[Dataset items]
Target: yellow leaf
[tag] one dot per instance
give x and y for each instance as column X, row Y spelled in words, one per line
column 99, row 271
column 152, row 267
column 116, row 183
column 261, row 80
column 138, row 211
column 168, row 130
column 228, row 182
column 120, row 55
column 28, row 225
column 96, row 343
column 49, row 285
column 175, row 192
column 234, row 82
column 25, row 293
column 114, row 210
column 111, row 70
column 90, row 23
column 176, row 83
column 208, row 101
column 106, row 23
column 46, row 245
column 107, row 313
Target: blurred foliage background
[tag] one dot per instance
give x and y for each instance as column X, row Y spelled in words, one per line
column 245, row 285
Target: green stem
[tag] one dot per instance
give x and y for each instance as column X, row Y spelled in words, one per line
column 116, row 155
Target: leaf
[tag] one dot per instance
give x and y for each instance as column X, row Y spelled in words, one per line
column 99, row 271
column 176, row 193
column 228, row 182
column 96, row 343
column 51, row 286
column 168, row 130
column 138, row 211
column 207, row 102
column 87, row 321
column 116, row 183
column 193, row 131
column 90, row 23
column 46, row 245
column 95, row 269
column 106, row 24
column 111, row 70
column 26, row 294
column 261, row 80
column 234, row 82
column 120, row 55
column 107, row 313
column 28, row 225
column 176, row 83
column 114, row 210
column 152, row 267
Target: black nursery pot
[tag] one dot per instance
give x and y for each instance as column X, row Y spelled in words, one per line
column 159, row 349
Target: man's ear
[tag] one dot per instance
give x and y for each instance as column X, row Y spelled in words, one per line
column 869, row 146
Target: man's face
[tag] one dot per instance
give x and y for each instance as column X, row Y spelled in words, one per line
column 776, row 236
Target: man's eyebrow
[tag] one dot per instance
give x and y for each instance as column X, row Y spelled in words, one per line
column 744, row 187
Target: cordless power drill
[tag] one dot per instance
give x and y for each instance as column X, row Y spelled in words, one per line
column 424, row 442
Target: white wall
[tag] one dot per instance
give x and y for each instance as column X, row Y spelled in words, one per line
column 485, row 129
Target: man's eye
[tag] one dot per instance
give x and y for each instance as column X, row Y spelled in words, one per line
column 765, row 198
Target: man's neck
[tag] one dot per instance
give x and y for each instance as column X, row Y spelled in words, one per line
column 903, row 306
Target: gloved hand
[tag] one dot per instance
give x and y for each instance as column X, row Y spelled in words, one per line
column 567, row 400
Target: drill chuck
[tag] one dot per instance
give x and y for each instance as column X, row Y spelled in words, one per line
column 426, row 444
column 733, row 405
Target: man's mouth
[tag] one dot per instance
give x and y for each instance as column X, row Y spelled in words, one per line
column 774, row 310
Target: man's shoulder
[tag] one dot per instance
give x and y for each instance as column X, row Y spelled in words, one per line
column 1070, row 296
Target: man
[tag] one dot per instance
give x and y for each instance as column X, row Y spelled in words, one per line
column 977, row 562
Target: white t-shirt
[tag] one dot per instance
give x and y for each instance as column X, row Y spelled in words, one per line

● Exercise objective
In the entries above, find each line containing the string "white" and copy it.

● Response to the exercise
Target: white wall
Target: white t-shirt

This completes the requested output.